## EXERCISE DIRECTIONS
Copy the mailing-list post from "From: Judy Seigel" to "slightly different angle.", swapping in "gum bichromate" wherever "gum" appears.

## EXCERPT PROVIDED
++++++++++++++++++++

From: Judy Seigel (jseigel@panix.com)
Date: 02/25/03-11:18:56 PM Z
On Tue, 25 Feb 2003, Christina Z. Anderson wrote:
> Hi list,
> I'm so thrilled to keep seeing gum stuff posted.
Oh lordy, this is worse than going to Kremer -- I've GOT to get off & get
some other stuff done -- but a propos of one-coat gum, I want to mention a
tidbit i picked up last thursday at College Art... maybe everybody knows
this, but here's a slightly different angle.
My original interest in 1-coat gum was a revolt against all that heavy
breathing about how complicated and difficult gum was. I wanted to just
bat out a gum print like a xerox,,,, and I found I could actually (tho at
the moment I prefer the sublime effects of multi-coat).
I mentioned in the 1-coat article that I'd use gouache ("designer color"),
probably. But in the process of chatting up the paint experts in their
display booths (Gamblin, Liquitex, Golden, etc.) I got into conversation
with a Winsor Newton paint pro, who pointed out that gouache in the tube
has much more pigment. That would account for its extra covering power...

++++++++++++++++++++

Region outline entries
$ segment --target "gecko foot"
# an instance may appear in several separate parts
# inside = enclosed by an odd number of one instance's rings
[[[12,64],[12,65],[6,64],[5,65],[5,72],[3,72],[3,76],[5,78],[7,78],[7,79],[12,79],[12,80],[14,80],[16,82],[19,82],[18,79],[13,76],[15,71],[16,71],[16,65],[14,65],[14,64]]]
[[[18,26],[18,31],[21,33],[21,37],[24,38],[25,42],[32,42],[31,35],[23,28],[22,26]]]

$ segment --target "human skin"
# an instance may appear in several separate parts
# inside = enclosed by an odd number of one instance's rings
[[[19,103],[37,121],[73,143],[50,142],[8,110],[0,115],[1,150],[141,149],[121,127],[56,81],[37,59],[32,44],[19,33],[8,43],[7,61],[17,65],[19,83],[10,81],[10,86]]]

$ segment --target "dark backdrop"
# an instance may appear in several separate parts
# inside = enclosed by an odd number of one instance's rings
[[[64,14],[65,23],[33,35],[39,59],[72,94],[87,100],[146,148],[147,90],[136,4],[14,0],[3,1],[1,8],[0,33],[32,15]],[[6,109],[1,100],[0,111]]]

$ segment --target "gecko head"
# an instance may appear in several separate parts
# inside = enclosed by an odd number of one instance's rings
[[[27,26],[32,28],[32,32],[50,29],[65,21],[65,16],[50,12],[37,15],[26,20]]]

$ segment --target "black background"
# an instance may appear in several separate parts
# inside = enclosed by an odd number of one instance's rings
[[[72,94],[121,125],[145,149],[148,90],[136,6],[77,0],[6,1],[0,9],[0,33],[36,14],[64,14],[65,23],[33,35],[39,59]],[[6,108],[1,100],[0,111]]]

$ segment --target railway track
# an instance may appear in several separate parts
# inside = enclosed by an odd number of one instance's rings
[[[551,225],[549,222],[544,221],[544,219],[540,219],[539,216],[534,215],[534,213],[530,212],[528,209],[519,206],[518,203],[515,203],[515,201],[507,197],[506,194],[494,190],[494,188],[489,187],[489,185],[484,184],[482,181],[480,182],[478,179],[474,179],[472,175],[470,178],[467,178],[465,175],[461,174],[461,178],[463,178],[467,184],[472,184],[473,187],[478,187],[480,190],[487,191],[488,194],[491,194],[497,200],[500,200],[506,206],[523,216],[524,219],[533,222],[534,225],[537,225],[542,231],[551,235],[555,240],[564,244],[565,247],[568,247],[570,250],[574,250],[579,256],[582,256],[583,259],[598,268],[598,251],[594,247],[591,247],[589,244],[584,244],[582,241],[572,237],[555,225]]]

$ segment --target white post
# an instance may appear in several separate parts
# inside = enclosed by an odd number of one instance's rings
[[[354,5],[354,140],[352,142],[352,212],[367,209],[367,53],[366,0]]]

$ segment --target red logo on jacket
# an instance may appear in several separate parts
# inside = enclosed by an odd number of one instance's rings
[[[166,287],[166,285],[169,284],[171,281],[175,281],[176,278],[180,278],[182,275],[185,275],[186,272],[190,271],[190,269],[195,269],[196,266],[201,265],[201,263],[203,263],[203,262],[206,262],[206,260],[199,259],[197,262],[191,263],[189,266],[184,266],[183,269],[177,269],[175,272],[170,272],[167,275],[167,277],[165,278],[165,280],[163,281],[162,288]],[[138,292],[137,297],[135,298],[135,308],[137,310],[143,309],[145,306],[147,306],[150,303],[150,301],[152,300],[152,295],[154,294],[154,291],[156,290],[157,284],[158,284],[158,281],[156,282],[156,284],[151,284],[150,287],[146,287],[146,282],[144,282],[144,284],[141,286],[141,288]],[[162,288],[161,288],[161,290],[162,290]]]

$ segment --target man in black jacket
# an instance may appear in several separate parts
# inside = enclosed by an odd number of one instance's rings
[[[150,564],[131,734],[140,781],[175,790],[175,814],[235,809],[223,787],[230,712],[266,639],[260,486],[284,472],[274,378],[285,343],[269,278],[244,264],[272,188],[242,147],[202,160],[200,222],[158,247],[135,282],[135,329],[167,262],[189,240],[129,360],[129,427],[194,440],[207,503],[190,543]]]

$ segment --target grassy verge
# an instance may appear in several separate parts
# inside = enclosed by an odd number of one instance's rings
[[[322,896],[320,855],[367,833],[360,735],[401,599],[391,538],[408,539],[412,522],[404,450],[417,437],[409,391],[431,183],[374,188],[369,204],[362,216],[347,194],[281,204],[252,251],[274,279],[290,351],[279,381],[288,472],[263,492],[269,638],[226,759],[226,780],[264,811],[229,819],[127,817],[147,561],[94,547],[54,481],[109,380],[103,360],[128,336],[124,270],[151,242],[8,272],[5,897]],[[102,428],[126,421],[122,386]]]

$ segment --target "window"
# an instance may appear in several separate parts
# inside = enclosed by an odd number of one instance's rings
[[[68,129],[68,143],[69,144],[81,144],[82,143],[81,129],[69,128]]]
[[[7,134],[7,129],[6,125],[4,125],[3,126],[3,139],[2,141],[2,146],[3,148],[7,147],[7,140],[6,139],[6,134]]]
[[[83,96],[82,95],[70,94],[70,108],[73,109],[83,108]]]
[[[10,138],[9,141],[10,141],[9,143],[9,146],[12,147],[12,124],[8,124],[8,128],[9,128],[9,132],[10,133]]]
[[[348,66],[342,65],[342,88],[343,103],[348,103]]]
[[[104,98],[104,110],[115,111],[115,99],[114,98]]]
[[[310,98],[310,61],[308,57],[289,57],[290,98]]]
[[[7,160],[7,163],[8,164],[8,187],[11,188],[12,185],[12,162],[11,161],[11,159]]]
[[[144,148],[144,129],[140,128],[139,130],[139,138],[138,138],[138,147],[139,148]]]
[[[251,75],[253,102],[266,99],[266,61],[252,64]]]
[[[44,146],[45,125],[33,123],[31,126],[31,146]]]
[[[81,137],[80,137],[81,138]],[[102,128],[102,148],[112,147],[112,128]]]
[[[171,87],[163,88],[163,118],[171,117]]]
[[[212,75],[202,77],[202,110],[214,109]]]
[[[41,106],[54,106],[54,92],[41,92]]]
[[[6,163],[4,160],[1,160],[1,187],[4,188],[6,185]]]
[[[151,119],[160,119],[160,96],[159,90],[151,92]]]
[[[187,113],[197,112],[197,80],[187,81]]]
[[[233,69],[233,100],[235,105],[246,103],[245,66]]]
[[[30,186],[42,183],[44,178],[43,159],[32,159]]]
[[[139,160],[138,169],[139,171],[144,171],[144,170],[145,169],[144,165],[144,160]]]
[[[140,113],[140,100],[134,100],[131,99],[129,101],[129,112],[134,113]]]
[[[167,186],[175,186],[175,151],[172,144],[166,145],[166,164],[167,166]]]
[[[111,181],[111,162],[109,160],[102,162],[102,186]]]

++++++++++++++++++++

## WORKED ANSWER
From: Judy Seigel (jseigel@panix.com)
Date: 02/25/03-11:18:56 PM Z
On Tue, 25 Feb 2003, Christina Z. Anderson wrote:
> Hi list,
> I'm so thrilled to keep seeing gum bichromate stuff posted.
Oh lordy, this is worse than going to Kremer -- I've GOT to get off & get
some other stuff done -- but a propos of one-coat gum bichromate, I want to mention a
tidbit i picked up last thursday at College Art... maybe everybody knows
this, but here's a slightly different angle.